TEXTAUSZUG →
• • •
Die Auswertung dieser Timeline zeigt, dass bei 11 von den (bis jetzt) 30 gespielten Fussball-Runden, keine Fan-Zwischenfälle von den Zeitungen aufgegriffen wurden. Bei den übrigen 19 Spielrunden gab es immer mindestens einen grösseren Zwischenfall, bei dem Fan-Gewalt im Spiel war. Das Ausmass geht dabei von koordinierten Pyro-Choreografien in den Fussballstadien über Spielabbrüche wegen Knallpetarden bis hin zu Strassenkämpfen, wobei mehrere hundert Polizisten im Einsatz standen.

Unterscheidet man die Timeline nach den Fan-Gruppen, fällt auf: Die Fans des FC Zürich und des FC St. Gallen sorgen in der laufenden Fussball-Saison 2014/15 für die meisten Probleme.  Auf der anderen Seite fielen die Fans des FC Vaduz und des FC Sion in den Zeitungen nicht negativ auf.
• • •
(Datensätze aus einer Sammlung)
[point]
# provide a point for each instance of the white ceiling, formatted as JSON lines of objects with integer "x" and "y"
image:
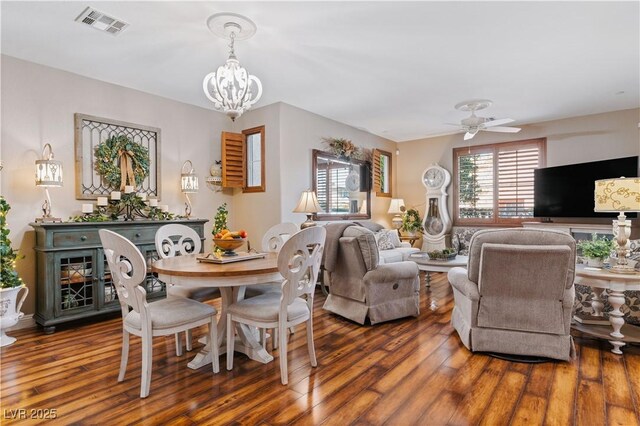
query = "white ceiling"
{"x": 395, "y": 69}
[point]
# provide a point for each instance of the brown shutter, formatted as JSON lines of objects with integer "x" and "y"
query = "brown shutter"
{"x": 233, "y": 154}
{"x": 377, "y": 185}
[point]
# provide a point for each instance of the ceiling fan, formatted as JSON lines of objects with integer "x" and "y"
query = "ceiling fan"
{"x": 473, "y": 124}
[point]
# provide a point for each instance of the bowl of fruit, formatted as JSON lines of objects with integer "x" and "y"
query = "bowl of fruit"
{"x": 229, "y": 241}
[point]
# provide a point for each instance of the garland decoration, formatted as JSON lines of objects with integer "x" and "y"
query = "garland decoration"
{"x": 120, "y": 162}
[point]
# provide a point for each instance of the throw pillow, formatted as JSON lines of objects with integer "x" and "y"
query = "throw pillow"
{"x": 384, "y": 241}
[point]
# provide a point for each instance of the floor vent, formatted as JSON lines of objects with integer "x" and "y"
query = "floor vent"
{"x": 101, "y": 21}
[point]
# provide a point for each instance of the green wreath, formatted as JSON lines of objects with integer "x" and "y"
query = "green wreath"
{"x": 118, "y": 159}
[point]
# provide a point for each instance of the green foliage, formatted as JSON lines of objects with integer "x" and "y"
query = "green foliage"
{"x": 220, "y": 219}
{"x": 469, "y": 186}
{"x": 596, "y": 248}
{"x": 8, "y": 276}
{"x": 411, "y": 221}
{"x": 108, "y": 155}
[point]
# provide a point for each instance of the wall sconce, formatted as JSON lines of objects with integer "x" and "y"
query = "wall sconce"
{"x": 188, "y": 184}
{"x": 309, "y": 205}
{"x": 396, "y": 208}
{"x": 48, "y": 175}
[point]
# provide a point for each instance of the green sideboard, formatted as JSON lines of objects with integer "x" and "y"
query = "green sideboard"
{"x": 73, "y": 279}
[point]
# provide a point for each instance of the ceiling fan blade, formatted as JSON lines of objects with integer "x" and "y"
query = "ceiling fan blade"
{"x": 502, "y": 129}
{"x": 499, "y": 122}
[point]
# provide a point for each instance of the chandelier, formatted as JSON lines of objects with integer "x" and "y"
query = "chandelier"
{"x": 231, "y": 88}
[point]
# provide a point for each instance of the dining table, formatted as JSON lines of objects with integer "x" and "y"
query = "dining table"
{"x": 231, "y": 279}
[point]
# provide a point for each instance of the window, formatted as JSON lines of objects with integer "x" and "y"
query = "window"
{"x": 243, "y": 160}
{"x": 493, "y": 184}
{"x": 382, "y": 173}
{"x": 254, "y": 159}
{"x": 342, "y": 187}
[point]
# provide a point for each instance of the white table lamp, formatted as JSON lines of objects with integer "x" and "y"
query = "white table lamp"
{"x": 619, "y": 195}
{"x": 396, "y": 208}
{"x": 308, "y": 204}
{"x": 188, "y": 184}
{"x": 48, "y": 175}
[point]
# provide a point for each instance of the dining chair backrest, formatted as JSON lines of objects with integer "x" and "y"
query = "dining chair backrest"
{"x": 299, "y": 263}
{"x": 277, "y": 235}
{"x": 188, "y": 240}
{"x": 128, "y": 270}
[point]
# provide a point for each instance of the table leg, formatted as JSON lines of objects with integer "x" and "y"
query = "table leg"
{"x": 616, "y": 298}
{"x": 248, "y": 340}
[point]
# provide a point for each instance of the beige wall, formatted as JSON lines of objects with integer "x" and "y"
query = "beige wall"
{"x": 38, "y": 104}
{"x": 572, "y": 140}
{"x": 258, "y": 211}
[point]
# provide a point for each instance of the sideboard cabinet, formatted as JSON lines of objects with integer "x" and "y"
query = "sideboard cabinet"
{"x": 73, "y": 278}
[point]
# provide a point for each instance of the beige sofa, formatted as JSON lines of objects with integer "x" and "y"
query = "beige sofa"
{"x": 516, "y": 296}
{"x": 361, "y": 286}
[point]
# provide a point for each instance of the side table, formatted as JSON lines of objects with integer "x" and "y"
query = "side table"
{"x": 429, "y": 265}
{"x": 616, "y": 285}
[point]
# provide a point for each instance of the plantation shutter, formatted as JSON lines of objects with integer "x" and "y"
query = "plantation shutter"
• • •
ZU BEARBEITENDE AUFGABEN →
• A. Schreibe den Textauszug über Fan-Gewalt von „Die Auswertung dieser“ bis hinunter zu „im Einsatz standen.“ noch einmal ab und benenne dabei „Polizisten“ in „Sicherheitskräfte“ um.
• B. Bei wie vielen der bisher 30 gespielten Fussball-Runden wurden laut dem Textauszug keine Fan-Zwischenfälle von den Zeitungen aufgegriffen?

ERGEBNISSE DER ÜBUNG →
• A.
Die Auswertung dieser Timeline zeigt, dass bei 11 von den (bis jetzt) 30 gespielten Fussball-Runden, keine Fan-Zwischenfälle von den Zeitungen aufgegriffen wurden. Bei den übrigen 19 Spielrunden gab es immer mindestens einen grösseren Zwischenfall, bei dem Fan-Gewalt im Spiel war. Das Ausmass geht dabei von koordinierten Pyro-Choreografien in den Fussballstadien über Spielabbrüche wegen Knallpetarden bis hin zu Strassenkämpfen, wobei mehrere hundert Sicherheitskräfte im Einsatz standen.

• B. Bei 11 Runden.